The Ecstasy of the All Bright

My winsome chum Sarah Skwire expertly skewers former Secretary of State (and current shapeshifting Reptilian American) Maddy Albright for her sacrilegious claim that “there’s a special place in hell for women who don’t help each other” in reference to supporting craggy, aged socialist Bernard Sanders over craggy, aged crypto-socialist Hillary R. Clinton. I have little to add to Sarah’s objections. I am, however curious about the theological and literary claims implied in the petulant little threat.

Please recall, dear friends, that the red letters in the New Testament contain very little reference to damnation. In the Gospels, there is some mention of an otherwise-unspecified “outer darkness” away from the light of God, but that’s about it. Even in fire-and-brimstone Revelation of St. John the Divine, no mention is made of the details of the Infernal afterlife: neither what earns the living a spot, nor what torments might await. No, gentlefolk, the Halls of the Damned and the entry requirements thereof are chiefly the product of multiple traditions reinforced by memorable literature and bolstered by the iron tests of practical proselytizing.

Greek literature abounds with references to the realm of Hades, where dwell the dead. Virgil and Ovid both offered their own takes on one of the most famous: the tragedy of Orpheus and Eurydice in the Underworld. And this story was already pretty hoary by the time they got their mitts on it. It should be trivially obvious how popular, long-lived stories like this can be swiftly cannibalized by missionaries seeking to retcon domestic barbarian traditions to fit with foreign theology. Sure, sure. Jesus was born right about the time you celebrate the winter solstice, guys. You don’t have to change your habits that much. But you do have to believe in Him or else you, um… or else you get punished forever in this giant gross cave filled with like demons or whatever (paraphrased).

**Material shown:**
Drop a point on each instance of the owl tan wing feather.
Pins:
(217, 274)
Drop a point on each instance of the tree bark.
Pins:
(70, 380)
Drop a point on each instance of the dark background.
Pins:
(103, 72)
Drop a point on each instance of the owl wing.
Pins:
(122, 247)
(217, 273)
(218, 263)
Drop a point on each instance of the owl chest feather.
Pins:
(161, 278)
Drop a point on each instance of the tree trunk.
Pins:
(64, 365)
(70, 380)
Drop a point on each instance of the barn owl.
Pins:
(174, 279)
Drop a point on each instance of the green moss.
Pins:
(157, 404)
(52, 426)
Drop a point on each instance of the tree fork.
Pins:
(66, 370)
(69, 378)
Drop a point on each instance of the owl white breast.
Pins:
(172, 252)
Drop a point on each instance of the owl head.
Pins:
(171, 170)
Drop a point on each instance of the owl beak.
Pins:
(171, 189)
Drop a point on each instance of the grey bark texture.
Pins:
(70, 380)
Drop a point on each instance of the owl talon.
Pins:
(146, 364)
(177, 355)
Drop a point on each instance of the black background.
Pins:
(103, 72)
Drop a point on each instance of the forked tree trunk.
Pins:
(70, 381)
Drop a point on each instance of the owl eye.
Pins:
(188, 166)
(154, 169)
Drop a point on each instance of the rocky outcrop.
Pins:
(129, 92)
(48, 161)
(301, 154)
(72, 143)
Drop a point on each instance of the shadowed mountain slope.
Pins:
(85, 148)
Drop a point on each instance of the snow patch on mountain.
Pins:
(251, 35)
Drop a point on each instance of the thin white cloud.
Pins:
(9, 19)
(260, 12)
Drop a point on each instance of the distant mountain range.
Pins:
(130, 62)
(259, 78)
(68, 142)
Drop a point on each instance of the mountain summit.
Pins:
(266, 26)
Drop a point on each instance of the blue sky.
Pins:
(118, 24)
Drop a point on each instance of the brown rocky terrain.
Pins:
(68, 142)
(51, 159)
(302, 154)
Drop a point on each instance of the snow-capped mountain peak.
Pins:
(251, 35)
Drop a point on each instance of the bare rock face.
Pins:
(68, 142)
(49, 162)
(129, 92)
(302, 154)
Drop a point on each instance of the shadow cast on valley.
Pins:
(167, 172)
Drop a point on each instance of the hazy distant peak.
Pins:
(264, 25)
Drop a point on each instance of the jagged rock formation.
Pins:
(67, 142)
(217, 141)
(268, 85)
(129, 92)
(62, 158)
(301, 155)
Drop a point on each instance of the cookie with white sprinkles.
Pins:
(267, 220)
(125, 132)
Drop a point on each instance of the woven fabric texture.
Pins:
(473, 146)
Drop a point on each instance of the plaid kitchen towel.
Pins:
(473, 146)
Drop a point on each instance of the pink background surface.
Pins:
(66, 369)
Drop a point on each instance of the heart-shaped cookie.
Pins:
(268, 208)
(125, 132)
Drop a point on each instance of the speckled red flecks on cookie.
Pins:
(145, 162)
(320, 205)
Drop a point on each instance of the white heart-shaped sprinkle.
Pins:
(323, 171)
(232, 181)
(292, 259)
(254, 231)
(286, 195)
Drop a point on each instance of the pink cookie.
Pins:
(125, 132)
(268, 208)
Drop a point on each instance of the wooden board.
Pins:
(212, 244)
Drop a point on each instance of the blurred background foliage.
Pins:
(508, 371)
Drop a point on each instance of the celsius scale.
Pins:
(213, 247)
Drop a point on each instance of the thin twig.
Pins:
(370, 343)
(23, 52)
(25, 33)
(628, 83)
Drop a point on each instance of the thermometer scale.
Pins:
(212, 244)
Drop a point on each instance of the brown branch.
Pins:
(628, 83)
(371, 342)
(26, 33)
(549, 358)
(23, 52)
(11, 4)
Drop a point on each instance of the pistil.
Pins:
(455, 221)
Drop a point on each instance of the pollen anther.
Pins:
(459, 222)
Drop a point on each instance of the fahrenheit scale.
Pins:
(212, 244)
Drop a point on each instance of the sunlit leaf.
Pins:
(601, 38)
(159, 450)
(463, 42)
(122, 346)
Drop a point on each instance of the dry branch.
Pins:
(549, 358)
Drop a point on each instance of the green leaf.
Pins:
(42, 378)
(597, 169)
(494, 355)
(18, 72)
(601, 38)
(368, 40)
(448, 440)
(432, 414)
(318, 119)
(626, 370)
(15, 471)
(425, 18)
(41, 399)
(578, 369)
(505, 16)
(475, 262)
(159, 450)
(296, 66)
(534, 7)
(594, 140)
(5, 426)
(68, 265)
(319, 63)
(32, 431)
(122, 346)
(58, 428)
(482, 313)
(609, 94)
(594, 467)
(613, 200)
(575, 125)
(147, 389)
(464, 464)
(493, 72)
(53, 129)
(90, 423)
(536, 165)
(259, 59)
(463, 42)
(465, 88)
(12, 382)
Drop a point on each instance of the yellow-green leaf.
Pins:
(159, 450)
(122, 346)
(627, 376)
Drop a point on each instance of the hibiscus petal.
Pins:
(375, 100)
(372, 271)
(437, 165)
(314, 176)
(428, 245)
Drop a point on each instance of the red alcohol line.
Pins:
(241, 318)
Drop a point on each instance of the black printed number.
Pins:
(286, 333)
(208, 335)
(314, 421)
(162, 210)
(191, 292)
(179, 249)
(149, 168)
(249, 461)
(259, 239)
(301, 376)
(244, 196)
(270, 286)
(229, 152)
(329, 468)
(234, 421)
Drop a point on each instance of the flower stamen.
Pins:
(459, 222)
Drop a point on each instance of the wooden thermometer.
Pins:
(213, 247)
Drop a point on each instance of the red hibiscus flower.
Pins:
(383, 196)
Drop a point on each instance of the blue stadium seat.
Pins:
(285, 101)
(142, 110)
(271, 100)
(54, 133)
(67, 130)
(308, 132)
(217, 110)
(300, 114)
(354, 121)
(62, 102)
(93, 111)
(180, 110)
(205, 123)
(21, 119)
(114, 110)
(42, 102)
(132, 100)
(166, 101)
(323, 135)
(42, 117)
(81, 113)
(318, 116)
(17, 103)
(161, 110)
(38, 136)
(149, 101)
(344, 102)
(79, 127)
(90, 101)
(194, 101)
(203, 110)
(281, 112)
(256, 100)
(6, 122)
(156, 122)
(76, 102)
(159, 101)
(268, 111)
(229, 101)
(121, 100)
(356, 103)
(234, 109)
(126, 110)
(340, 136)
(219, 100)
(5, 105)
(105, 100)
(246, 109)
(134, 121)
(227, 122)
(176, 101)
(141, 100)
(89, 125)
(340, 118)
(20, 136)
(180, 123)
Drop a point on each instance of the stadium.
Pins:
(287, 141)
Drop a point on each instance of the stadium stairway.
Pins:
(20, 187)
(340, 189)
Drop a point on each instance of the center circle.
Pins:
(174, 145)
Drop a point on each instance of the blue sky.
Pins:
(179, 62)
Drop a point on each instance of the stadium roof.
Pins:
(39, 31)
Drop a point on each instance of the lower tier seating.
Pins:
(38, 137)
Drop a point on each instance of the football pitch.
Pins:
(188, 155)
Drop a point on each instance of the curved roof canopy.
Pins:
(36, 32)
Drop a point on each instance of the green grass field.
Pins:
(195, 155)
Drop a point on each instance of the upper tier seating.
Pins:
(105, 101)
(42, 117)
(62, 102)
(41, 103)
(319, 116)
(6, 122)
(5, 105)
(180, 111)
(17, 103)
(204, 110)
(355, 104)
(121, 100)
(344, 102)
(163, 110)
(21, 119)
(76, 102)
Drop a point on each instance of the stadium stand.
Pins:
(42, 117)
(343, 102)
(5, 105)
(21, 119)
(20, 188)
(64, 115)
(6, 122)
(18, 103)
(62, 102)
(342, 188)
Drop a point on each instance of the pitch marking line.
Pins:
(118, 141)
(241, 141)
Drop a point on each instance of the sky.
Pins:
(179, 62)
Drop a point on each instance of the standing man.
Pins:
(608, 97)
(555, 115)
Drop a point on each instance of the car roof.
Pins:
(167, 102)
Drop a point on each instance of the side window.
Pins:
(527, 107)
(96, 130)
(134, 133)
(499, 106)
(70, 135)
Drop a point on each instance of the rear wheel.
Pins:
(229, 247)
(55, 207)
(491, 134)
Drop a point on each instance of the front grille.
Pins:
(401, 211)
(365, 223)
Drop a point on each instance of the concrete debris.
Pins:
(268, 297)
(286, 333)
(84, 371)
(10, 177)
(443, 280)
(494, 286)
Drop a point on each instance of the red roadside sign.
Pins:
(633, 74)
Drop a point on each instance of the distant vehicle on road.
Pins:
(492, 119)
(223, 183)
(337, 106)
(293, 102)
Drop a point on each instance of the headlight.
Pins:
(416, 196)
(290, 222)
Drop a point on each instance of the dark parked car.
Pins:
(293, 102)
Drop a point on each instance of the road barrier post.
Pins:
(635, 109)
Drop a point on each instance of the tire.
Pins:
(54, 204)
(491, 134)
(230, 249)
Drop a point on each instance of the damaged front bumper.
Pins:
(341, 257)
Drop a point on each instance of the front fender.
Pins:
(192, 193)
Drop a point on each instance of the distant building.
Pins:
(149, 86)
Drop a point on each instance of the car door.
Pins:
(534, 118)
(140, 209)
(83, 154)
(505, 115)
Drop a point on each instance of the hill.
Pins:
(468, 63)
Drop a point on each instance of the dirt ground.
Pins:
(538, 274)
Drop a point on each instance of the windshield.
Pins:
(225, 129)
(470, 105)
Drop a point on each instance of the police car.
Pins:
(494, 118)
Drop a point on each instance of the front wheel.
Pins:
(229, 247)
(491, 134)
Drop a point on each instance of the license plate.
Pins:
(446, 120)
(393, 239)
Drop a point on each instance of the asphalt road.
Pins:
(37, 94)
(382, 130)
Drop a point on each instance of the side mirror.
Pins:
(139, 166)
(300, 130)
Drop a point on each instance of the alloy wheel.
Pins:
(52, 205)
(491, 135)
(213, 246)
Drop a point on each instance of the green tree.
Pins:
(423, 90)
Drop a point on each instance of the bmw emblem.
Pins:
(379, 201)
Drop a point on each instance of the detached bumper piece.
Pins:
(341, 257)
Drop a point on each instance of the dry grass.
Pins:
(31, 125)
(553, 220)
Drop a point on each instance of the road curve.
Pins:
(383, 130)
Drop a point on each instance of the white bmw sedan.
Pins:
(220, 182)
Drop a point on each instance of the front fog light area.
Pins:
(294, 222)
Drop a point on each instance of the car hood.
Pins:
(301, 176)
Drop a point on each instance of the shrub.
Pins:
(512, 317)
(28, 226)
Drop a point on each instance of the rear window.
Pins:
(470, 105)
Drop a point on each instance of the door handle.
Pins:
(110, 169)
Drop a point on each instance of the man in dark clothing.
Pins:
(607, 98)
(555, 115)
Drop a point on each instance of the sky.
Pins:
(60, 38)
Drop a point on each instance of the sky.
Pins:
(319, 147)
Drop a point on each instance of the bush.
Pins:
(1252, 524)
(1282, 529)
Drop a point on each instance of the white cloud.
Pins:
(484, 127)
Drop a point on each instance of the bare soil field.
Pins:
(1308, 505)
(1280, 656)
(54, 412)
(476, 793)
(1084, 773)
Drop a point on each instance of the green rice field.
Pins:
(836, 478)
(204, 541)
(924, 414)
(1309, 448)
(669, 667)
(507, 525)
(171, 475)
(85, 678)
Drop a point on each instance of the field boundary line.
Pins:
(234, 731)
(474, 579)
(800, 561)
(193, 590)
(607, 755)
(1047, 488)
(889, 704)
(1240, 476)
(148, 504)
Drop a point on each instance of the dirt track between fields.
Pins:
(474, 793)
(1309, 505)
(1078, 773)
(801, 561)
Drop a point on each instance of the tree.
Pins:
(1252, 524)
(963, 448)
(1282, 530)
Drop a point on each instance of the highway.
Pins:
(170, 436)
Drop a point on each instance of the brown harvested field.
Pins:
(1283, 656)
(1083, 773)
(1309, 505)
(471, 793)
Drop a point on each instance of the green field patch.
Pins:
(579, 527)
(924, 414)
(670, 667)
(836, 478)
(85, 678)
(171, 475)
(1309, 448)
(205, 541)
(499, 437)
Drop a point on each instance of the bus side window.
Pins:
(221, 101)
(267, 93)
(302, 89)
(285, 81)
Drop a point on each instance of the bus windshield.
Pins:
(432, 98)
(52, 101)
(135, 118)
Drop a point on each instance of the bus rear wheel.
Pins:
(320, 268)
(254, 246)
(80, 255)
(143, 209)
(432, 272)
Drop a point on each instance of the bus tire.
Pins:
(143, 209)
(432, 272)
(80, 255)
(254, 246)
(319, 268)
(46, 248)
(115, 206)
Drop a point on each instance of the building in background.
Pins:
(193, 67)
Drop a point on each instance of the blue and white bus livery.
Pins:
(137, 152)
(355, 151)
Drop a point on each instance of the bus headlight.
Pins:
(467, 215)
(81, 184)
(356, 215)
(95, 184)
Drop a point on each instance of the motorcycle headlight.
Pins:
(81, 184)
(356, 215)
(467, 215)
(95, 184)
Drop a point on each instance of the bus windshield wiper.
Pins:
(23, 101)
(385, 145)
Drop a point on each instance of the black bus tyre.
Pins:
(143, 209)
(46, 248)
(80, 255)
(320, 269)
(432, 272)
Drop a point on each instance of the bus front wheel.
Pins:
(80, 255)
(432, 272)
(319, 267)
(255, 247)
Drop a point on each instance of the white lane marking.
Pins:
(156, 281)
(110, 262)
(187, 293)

**Exercise prompt:**
Please explain, in one to three sentences, why the post on Albright's remark says "the Halls of the Damned and the entry requirements thereof" come chiefly from traditions and literature.

**Task output:**
The New Testament says very little about damnation. Its red letters barely mention it, and the Gospels speak only of an unspecified "outer darkness" away from the light of God. Even Revelation gives no details of the Infernal afterlife, saying neither what earns a place there nor what torments might await.